[[ Recorded data, beginning ]]

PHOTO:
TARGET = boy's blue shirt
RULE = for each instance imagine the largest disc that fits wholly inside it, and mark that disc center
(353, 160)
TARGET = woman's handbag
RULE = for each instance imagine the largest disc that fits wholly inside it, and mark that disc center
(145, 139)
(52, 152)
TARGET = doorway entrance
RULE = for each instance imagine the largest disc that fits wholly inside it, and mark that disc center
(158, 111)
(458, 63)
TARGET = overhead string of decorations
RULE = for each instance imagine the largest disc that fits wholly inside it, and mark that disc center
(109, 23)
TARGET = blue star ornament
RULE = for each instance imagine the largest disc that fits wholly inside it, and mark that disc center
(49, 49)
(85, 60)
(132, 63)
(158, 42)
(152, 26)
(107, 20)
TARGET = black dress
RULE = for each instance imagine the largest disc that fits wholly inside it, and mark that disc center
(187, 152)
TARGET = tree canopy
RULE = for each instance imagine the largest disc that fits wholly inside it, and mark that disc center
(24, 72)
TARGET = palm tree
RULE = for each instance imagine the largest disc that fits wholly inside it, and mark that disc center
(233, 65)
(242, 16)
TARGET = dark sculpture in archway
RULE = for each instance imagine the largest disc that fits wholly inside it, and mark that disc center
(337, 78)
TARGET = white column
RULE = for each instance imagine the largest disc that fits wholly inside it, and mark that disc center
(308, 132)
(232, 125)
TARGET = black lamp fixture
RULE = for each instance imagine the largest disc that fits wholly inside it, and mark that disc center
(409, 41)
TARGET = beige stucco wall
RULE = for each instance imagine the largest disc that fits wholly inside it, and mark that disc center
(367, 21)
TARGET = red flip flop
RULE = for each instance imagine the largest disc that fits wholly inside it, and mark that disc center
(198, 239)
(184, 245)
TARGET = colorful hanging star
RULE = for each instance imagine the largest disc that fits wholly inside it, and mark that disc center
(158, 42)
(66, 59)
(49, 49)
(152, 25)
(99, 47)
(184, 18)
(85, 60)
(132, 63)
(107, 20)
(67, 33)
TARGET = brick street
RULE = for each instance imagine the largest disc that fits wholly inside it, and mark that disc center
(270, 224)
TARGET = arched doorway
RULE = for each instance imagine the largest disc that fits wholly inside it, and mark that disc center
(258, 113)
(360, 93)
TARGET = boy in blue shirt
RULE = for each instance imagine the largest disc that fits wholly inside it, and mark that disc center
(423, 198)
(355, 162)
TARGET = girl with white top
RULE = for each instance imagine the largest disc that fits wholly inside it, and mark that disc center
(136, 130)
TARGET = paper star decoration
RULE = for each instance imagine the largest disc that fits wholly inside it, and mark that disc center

[[ Recorded data, end ]]

The task: Where a line of the data above includes "white", copy that line.

Problem solution:
TARGET = white column
TARGET = girl with white top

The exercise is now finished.